=== EXCERPTED PASSAGE ===
After Tina formally joined Puck this month, I decided to introduce her to readers of Tomorrow Will Be Worse. She is so smart, so funny, so searingly eloquent and insightful that I knew my readers would love her, too. It’s a long read, but I promise it’s worth it. I think you will find her stories and explanations about the conservative media-tech-political ecosystem as fascinating as I did. And I’m pretty sure you’ll want to subscribe to her pre-launch private email.
Mike Lindell’s Meltdown, Tucker Carlson’s “Frat House,” and Life Inside the MAGA Bubble
Julia: So, where are you right now?
Tina: I am packing up from Sioux Falls. I was here for the cyber symposium held by [MyPillow founder and conspiracy theorist] Mike Lindell, who claimed he was going to prove to everyone that the election was stolen. Of course, without going too much into the conspiracy web that Lindell spun, he did not prove that the election was stolen, and nobody’s mind was changed.
I was going to say, did he do it? Did he tie up the case with a clean and convincing closing argument?
Not at all. The first day, he was on stage for pretty much the entire time, just rambling about how there were certain people in the media that he hated and how he was about to expose the truth. But the thing is, he never provided any proof. He claimed that he’d gotten data from a couple of voting machines from either Dominion or Smartmatic, and that he could prove that there was Chinese interference, as well as interference by George Soros, but by day two, it was evident that they didn’t have the data that he claimed. By that point, most of the serious people had left.
There were serious people there?
===
## [WRITTEN INSTRUCTION 1]
In the interview excerpt, what city was Tina packing up from?
## [WRITTEN INSTRUCTION 2]
List every person named in the interview excerpt.
The data after this point has no connection to the interview excerpt.
=== RECORD LIST ===
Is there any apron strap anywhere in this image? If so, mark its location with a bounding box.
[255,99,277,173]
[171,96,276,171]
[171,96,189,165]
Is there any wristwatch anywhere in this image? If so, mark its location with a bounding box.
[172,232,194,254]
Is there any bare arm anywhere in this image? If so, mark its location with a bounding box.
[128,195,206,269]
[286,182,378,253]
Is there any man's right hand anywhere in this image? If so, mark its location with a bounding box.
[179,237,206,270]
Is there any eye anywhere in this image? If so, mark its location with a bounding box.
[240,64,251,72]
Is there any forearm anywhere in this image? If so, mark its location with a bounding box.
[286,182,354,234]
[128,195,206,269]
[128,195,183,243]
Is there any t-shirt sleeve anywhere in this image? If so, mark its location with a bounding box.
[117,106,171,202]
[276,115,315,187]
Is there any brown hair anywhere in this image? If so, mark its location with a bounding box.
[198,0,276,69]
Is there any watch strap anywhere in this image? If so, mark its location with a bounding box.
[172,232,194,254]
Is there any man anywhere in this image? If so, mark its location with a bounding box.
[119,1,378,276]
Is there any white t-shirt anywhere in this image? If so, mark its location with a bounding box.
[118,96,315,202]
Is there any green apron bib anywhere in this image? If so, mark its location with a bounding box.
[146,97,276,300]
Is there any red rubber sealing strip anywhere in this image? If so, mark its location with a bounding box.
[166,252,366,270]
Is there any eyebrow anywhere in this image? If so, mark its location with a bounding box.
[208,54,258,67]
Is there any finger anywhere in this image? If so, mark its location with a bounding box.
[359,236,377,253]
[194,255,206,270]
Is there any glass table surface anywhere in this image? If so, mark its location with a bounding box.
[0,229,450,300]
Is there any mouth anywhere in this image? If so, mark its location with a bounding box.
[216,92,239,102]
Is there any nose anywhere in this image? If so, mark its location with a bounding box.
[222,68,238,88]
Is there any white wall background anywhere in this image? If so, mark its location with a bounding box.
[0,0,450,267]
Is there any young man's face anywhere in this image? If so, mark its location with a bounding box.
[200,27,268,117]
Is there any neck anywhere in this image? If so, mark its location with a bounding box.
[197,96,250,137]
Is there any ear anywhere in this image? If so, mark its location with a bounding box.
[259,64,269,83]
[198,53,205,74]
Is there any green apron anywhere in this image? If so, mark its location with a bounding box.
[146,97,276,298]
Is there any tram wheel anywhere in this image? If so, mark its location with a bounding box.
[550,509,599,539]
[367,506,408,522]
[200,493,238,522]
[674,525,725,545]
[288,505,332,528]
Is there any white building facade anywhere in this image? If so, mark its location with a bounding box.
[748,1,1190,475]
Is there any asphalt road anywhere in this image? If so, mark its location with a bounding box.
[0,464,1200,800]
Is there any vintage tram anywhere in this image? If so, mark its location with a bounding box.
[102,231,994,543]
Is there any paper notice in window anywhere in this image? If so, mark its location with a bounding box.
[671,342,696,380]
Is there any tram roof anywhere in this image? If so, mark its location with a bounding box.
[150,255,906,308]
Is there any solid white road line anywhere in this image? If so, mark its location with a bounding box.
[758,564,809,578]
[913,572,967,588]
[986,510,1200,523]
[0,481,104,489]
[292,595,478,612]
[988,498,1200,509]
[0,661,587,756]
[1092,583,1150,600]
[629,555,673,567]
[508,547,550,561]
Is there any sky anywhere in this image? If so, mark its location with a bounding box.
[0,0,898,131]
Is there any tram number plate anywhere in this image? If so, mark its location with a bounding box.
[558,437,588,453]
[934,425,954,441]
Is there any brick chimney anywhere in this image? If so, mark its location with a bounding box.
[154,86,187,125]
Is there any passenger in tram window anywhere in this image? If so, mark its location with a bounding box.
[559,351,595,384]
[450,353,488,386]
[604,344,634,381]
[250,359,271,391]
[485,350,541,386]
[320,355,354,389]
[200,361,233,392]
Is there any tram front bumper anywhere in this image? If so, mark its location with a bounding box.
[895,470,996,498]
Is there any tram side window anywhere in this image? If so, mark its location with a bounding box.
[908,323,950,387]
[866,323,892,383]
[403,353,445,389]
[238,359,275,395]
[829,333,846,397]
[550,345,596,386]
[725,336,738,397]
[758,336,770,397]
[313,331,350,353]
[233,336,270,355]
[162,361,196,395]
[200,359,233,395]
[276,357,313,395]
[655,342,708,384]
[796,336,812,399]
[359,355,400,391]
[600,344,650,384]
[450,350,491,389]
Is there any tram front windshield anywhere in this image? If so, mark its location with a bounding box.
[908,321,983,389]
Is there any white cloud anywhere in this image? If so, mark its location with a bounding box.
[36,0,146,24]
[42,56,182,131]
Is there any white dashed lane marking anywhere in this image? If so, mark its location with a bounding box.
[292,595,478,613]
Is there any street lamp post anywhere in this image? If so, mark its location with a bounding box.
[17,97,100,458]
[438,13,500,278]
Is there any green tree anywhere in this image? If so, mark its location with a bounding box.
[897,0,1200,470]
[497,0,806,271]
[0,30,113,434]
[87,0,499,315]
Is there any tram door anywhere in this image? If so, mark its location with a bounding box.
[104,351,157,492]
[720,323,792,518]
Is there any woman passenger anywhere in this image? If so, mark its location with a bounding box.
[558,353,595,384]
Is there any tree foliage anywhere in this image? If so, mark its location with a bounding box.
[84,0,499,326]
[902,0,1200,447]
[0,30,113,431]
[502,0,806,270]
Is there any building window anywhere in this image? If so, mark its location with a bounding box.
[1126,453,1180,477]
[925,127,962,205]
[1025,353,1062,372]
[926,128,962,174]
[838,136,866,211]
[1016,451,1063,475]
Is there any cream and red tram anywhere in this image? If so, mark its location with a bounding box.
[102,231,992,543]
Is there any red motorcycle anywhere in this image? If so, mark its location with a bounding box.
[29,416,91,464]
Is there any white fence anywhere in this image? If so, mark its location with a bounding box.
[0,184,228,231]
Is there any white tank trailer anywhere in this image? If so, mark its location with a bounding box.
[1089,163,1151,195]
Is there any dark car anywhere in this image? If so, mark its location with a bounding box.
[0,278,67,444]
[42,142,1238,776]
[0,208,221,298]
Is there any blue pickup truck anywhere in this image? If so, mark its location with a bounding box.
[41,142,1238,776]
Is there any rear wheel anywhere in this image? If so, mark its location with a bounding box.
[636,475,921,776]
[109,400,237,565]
===
## [CORRECT RESPONSE 1]
Sioux Falls

## [CORRECT RESPONSE 2]
Tina
Mike Lindell
Tucker Carlson
Julia
George Soros